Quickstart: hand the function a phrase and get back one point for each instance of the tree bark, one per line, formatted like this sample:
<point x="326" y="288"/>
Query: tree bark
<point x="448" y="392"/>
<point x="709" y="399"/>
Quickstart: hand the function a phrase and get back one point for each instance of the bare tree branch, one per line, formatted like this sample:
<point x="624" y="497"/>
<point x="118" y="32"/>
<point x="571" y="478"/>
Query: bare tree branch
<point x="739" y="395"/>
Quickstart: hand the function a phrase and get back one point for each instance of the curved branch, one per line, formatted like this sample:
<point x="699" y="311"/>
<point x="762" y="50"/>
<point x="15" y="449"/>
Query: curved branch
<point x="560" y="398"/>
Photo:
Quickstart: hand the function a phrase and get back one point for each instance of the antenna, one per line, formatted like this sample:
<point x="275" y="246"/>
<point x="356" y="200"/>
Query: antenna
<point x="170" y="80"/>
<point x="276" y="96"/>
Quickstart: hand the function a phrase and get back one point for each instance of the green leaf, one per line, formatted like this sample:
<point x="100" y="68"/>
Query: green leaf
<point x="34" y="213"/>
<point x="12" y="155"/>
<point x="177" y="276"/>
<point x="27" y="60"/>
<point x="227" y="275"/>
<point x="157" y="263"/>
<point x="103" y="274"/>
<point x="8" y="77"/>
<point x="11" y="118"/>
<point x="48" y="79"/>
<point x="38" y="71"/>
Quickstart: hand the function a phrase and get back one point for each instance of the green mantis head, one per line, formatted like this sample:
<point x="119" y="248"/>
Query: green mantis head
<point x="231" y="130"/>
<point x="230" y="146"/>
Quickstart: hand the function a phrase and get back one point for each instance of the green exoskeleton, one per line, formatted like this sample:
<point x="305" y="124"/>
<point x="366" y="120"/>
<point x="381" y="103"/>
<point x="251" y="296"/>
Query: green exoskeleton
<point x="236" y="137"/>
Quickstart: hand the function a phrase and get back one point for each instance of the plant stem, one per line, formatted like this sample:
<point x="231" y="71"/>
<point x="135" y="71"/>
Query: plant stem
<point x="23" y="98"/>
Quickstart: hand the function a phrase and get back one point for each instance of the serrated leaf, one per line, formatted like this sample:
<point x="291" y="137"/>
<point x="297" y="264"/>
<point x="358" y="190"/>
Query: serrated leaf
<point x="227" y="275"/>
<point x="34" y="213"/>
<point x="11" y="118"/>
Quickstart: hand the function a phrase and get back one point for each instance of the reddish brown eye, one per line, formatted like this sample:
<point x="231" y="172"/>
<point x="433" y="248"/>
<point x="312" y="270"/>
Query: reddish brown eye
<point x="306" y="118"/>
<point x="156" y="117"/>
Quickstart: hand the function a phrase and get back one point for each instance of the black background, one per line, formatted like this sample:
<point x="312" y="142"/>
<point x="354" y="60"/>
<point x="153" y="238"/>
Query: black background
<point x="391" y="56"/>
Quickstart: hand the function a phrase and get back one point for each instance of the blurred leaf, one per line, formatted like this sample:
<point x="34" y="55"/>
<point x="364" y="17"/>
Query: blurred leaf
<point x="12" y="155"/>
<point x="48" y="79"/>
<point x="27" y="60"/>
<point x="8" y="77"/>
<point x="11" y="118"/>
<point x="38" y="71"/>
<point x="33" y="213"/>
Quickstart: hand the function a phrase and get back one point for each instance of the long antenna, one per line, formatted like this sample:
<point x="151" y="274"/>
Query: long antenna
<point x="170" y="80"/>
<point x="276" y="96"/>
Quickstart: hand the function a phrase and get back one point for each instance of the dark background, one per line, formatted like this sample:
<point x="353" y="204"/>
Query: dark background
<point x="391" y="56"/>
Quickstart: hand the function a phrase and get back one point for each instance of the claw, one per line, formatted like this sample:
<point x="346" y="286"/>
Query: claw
--
• WHAT IS BEING ASKED: Could you retype every record above exactly as it appears?

• WORKED SOLUTION:
Quickstart: hand the function a phrase and get back one point for each instance of the tree bark, one per line, formatted like this sample:
<point x="326" y="288"/>
Query: tree bark
<point x="448" y="392"/>
<point x="709" y="399"/>
Quickstart: hand the function a phrase and get back one point for each instance of the bare tree branch, one per line, formatted like this sample:
<point x="624" y="497"/>
<point x="118" y="32"/>
<point x="571" y="478"/>
Query: bare tree branch
<point x="739" y="395"/>
Quickstart: hand the function a phrase and get back one point for each instance of the curved branch, one per line, formatted like this sample:
<point x="699" y="311"/>
<point x="762" y="50"/>
<point x="15" y="449"/>
Query: curved branch
<point x="560" y="398"/>
Photo:
Quickstart: hand the function a phrase and get back one point for each instance of the antenna, one per line, formatted like this sample:
<point x="275" y="246"/>
<point x="356" y="200"/>
Query: antenna
<point x="170" y="80"/>
<point x="276" y="96"/>
Quickstart: hand the function a phrase and get back one point for each instance of the green leaf, one per line, formatted like this sample:
<point x="100" y="68"/>
Query: green leaf
<point x="34" y="213"/>
<point x="12" y="155"/>
<point x="177" y="276"/>
<point x="27" y="60"/>
<point x="227" y="275"/>
<point x="157" y="263"/>
<point x="103" y="274"/>
<point x="8" y="77"/>
<point x="11" y="118"/>
<point x="48" y="79"/>
<point x="38" y="71"/>
Quickstart: hand the function a phrase and get back one point for each instance of the green mantis head, one per line, formatted like this sample:
<point x="119" y="248"/>
Query: green mantis head
<point x="231" y="130"/>
<point x="230" y="146"/>
Quickstart: hand the function a phrase and get back one point for each instance of the green exoskeleton, one per line, formatted like this sample:
<point x="305" y="124"/>
<point x="366" y="120"/>
<point x="381" y="103"/>
<point x="251" y="296"/>
Query: green exoskeleton
<point x="236" y="137"/>
Quickstart: hand the function a phrase and get back one point for each instance of the plant stem, one per line, formatted like this sample:
<point x="231" y="71"/>
<point x="135" y="71"/>
Query: plant stem
<point x="23" y="98"/>
Quickstart: hand the function a phrase and get back one point for each instance of the serrated leaf, one per line, formatted like this sample:
<point x="291" y="137"/>
<point x="297" y="264"/>
<point x="358" y="190"/>
Query: serrated leaf
<point x="227" y="275"/>
<point x="34" y="213"/>
<point x="11" y="118"/>
Quickstart: hand the function a phrase and get back one point for each instance of the reddish brown eye, one per line, formatted like this sample:
<point x="231" y="172"/>
<point x="433" y="248"/>
<point x="312" y="270"/>
Query: reddish brown eye
<point x="306" y="118"/>
<point x="156" y="117"/>
Quickstart: hand the function a phrase and get back one point for each instance of the black background, one per line, formatted like this sample:
<point x="312" y="142"/>
<point x="354" y="60"/>
<point x="153" y="238"/>
Query: black background
<point x="391" y="56"/>
Quickstart: hand the function a phrase and get back one point for each instance of the blurred leaf, one per line, formatted like this sample:
<point x="34" y="55"/>
<point x="364" y="17"/>
Query: blurred leaf
<point x="12" y="155"/>
<point x="48" y="79"/>
<point x="27" y="60"/>
<point x="8" y="77"/>
<point x="11" y="118"/>
<point x="38" y="71"/>
<point x="33" y="213"/>
Quickstart: hand the function a phrase and get back one point for each instance of the long antenna, one per line, formatted like this sample:
<point x="151" y="274"/>
Query: long antenna
<point x="170" y="80"/>
<point x="276" y="96"/>
Quickstart: hand the function a phrase and get back one point for each instance of the dark background, one per line, formatted like this sample:
<point x="353" y="204"/>
Query: dark background
<point x="391" y="56"/>
Quickstart: hand the function a phrase and get back one point for each instance of the claw, one per line, formatted like this sample:
<point x="346" y="286"/>
Query: claw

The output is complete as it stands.